Passage shown:
----------------

257 N.W.2d 568 | Minn. | 1977
Paul R. HARRIS, Relator,
v.
COMMISSIONER OF REVENUE, Respondent.
Supreme Court of Minnesota.
*569 Paul R. Harris, pro se.
Warren Spannaus, Atty. Gen., C. Hamilton Luther, Deputy Atty. Gen., Thomas K. Overton, Sp. Asst. Atty. Gen., St. Paul, for respondent.
Heard before ROGOSHESKE, TODD, and PLUNKETT, JJ., and considered and decided by the court en banc.
ROGOSHESKE, Justice.
The sole issue raised on this appeal by the taxpayer, Paul R. Harris, is the constitutionality of Minn.St. 290.01, subd. 20(a)(8), which denies a moving-expense deduction for Minnesota income tax purposes when a taxpayer moves from Minnesota to another state to pursue new employment. The Tax Court of Appeals upheld the constitutionality of this statute, and we affirm.[1]
In June 1973, the taxpayer moved his residence from Rochester, Minnesota, to Marietta, Georgia, to pursue a new principal place of employment. In filing a joint Federal return for the 1973 taxable year, the taxpayer and his wife were permitted under the Internal Revenue Code, 26 U.S. C.A. § 217, to deduct from their Federal gross income $5,820.88 in moving expenses incurred by relocating to Georgia. When the taxpayer filed his 1973 Minnesota income tax return, he refused to add back the $5,820.88 to his Federal adjusted gross income, as required by Minn.St. 290.01, subd. 20(a)(8), to compute state taxable income. *570 This refusal to comply with the statutory requirement was based solely on the taxpayer's belief that the statute infringed his Federal constitutional rights. The total refund claimed by the taxpayer and his wife on their joint return was $689.42. Thereafter, the commissioner of revenue by order added the moving expenses to the taxpayer's Minnesota gross income and reduced the amount of the refund claimed to $263.56. The Tax Court of Appeals upheld the constitutionality of § 290.01, subd. 20(a)(8), and affirmed the order of the commissioner. The issue is here for review on a writ of certiorari issued at the instance of the taxpayer.
With respect to individual taxpayers, gross income for Minnesota income tax purposes is defined by § 290.01, subd. 20, as "the adjusted gross income as computed for federal income tax purposes" with specified modifications. Section 290.01, subd. 20(a)(8), represents one of these modifications and provides:
"(a) Modifications increasing federal adjusted gross income. There shall be added to federal adjusted gross income:
* * * * * *
"(8) In the case of a change of residence from Minnesota to another state or nation, the amount of moving expenses which exceed total reimbursements and which were therefore deducted in arriving at federal adjusted gross income."

----------------

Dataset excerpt
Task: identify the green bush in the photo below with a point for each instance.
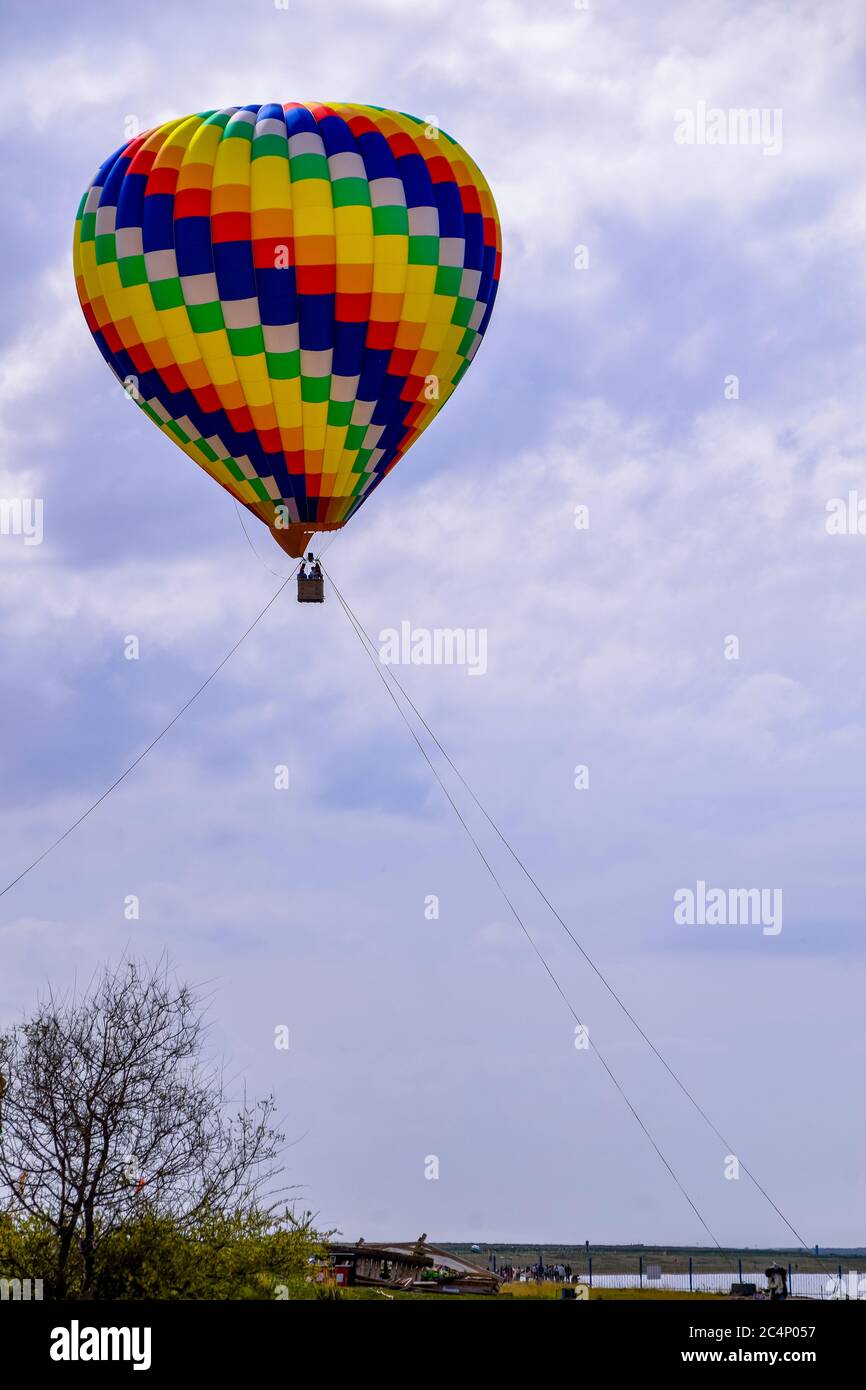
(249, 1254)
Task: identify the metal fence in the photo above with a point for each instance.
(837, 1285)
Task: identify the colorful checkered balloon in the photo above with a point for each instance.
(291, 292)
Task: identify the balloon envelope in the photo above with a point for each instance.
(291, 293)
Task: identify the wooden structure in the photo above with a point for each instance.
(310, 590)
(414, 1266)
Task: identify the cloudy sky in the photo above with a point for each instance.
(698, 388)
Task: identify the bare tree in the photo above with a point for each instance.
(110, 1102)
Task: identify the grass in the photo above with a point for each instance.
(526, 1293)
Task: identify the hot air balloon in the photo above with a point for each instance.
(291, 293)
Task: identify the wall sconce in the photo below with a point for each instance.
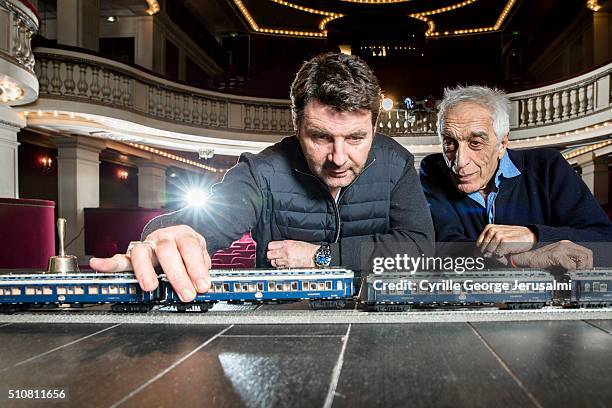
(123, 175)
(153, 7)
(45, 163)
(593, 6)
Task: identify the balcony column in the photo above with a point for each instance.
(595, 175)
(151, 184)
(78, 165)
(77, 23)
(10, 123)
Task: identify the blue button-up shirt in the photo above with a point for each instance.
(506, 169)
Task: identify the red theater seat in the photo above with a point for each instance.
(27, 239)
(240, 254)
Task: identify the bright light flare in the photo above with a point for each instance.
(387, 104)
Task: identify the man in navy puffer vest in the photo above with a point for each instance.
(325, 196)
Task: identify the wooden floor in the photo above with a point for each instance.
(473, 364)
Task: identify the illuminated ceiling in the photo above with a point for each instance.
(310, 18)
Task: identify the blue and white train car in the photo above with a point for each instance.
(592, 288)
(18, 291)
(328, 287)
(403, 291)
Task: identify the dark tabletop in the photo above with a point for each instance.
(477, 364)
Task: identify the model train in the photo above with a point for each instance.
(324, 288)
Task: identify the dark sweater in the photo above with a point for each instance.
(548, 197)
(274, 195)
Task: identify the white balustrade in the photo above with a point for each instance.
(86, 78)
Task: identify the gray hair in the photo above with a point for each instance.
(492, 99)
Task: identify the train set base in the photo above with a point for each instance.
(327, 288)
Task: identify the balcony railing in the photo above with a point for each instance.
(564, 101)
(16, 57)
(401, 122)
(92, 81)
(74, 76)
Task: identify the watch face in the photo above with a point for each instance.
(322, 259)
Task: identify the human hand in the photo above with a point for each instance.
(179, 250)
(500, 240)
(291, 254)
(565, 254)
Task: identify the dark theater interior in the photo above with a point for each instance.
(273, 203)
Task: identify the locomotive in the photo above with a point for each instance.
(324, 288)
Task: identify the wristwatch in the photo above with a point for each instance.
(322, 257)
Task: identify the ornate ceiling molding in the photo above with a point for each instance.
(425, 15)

----------------

Brief 1: Extract the portion of the court opinion from "Supreme Court of" to "court en banc.".
Brief 2: Copy the lines of the entries from the line with "Task: identify the balcony railing" through the end of the entries, word for word.

Task response 1:
Supreme Court of Minnesota.
*569 Paul R. Harris, pro se.
Warren Spannaus, Atty. Gen., C. Hamilton Luther, Deputy Atty. Gen., Thomas K. Overton, Sp. Asst. Atty. Gen., St. Paul, for respondent.
Heard before ROGOSHESKE, TODD, and PLUNKETT, JJ., and considered and decided by the court en banc.

Task response 2:
Task: identify the balcony railing in the photo above with a point for each instance.
(564, 101)
(16, 57)
(401, 122)
(92, 81)
(74, 76)
Task: identify the watch face in the photo above with a point for each instance.
(322, 259)
Task: identify the human hand in the photo above with a point for each instance.
(179, 250)
(500, 240)
(291, 254)
(565, 254)
Task: identify the dark theater interior in the photo above with a point for each instance.
(273, 203)
Task: identify the locomotive in the photo above with a point for each instance.
(324, 288)
Task: identify the wristwatch in the photo above with a point for each instance.
(322, 257)
Task: identify the ornate ceiling molding in the photo above with a point for each instance.
(425, 15)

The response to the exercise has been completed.